Work required: Return all the entries exactly, keeping pictures out.

Photo object pointing records:
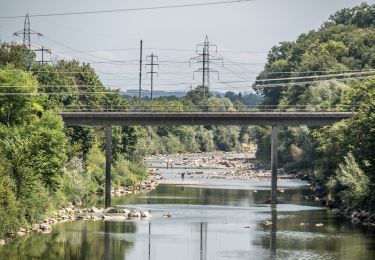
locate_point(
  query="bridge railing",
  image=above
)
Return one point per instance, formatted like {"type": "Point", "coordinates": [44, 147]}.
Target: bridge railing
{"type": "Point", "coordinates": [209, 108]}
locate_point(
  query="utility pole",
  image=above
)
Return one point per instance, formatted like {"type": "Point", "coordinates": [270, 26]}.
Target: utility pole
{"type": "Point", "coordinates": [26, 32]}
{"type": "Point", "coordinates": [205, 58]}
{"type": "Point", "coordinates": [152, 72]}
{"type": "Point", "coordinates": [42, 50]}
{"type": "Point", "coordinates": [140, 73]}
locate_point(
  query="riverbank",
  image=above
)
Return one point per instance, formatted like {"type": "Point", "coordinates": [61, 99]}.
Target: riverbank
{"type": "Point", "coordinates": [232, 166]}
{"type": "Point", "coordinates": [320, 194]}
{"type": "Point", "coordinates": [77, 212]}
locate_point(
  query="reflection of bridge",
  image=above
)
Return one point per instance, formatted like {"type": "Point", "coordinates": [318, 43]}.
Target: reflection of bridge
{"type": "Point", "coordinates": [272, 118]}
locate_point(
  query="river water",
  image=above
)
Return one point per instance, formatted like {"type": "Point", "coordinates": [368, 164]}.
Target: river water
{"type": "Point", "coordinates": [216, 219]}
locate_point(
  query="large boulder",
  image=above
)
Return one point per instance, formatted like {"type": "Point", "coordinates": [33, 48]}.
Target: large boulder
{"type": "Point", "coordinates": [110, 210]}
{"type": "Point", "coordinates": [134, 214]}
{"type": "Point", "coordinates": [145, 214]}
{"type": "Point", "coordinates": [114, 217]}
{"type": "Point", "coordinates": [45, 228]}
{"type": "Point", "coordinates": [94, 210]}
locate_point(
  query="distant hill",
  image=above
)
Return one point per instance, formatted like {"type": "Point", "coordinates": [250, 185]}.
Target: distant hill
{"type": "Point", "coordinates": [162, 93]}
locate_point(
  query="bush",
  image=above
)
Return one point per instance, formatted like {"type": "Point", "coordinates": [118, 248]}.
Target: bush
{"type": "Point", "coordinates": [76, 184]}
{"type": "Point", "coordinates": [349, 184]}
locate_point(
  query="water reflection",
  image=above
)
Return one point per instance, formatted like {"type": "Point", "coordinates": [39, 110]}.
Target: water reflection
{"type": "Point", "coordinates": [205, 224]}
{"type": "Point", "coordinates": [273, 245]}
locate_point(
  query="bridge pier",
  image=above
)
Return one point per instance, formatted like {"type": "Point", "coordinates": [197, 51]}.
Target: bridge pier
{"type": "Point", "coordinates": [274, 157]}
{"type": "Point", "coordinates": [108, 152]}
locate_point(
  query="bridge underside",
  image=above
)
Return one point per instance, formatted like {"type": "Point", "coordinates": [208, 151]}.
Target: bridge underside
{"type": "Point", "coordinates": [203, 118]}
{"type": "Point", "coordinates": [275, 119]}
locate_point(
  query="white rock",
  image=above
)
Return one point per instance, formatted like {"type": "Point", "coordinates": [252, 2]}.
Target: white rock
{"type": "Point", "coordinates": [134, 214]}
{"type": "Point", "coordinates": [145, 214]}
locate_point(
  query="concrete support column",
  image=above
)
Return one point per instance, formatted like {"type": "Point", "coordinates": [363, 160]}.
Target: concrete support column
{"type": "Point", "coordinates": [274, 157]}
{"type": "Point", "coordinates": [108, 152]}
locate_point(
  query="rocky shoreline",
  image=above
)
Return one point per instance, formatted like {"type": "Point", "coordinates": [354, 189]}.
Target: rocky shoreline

Correct output:
locate_point(
  query="bridge railing",
  image=above
)
Return one point per instance, formatted like {"type": "Point", "coordinates": [44, 147]}.
Target: bridge railing
{"type": "Point", "coordinates": [209, 108]}
locate_point(
  query="utility pole",
  image=above
)
Return one point per instance, formatted like {"type": "Point", "coordinates": [270, 26]}.
Target: utility pole
{"type": "Point", "coordinates": [26, 32]}
{"type": "Point", "coordinates": [205, 58]}
{"type": "Point", "coordinates": [152, 72]}
{"type": "Point", "coordinates": [42, 50]}
{"type": "Point", "coordinates": [140, 73]}
locate_point(
  query="riverbank",
  image=above
)
Return one point per instance, formatted like {"type": "Point", "coordinates": [61, 99]}.
Target: riverbank
{"type": "Point", "coordinates": [232, 166]}
{"type": "Point", "coordinates": [320, 194]}
{"type": "Point", "coordinates": [77, 212]}
locate_point(
  query="reflection of bridge",
  image=above
)
Return one point per instance, formatted like {"type": "Point", "coordinates": [318, 43]}.
Target: reflection of bridge
{"type": "Point", "coordinates": [272, 118]}
locate_point(
  query="river water",
  image=above
)
Return one point per instance, formatted like {"type": "Point", "coordinates": [368, 164]}.
Target: river water
{"type": "Point", "coordinates": [216, 219]}
locate_point(
  query="large boulder",
  image=above
)
Return one point per instance, formatted like {"type": "Point", "coordinates": [33, 48]}.
Target: large boulder
{"type": "Point", "coordinates": [110, 210]}
{"type": "Point", "coordinates": [134, 214]}
{"type": "Point", "coordinates": [145, 214]}
{"type": "Point", "coordinates": [114, 217]}
{"type": "Point", "coordinates": [45, 228]}
{"type": "Point", "coordinates": [94, 210]}
locate_point(
  query="distant hill",
  image=above
)
Return one point per instance, formatted like {"type": "Point", "coordinates": [250, 185]}.
Target: distant hill
{"type": "Point", "coordinates": [162, 93]}
locate_point(
  query="bush",
  image=above
)
Return one point per instance, formatted like {"type": "Point", "coordinates": [118, 248]}.
Target: bush
{"type": "Point", "coordinates": [76, 184]}
{"type": "Point", "coordinates": [349, 184]}
locate_point(
  query="water reflection",
  image=above
)
Return one point per instance, formatted like {"type": "Point", "coordinates": [39, 110]}.
Target: water reflection
{"type": "Point", "coordinates": [205, 224]}
{"type": "Point", "coordinates": [273, 245]}
locate_point(
  query="bridge pier",
  image=above
)
Return one point per instance, formatted like {"type": "Point", "coordinates": [197, 51]}.
Target: bridge pier
{"type": "Point", "coordinates": [274, 157]}
{"type": "Point", "coordinates": [108, 152]}
locate_point(
  query="bridge underside",
  image=above
)
Return one point per instance, formatted like {"type": "Point", "coordinates": [208, 151]}.
Target: bridge underside
{"type": "Point", "coordinates": [203, 118]}
{"type": "Point", "coordinates": [275, 119]}
locate_point(
  query="white rock",
  image=above
)
Return one point per instance, formatted like {"type": "Point", "coordinates": [252, 2]}.
Target: white rock
{"type": "Point", "coordinates": [134, 214]}
{"type": "Point", "coordinates": [145, 214]}
locate_point(
  query="concrete support column",
  image=above
)
Return one point per instance, formatted like {"type": "Point", "coordinates": [363, 160]}.
Target: concrete support column
{"type": "Point", "coordinates": [274, 157]}
{"type": "Point", "coordinates": [108, 152]}
locate_point(
  query="rocky shoreline",
  image=above
)
Return one point per instance, formatted like {"type": "Point", "coordinates": [354, 189]}.
Target: rocky shoreline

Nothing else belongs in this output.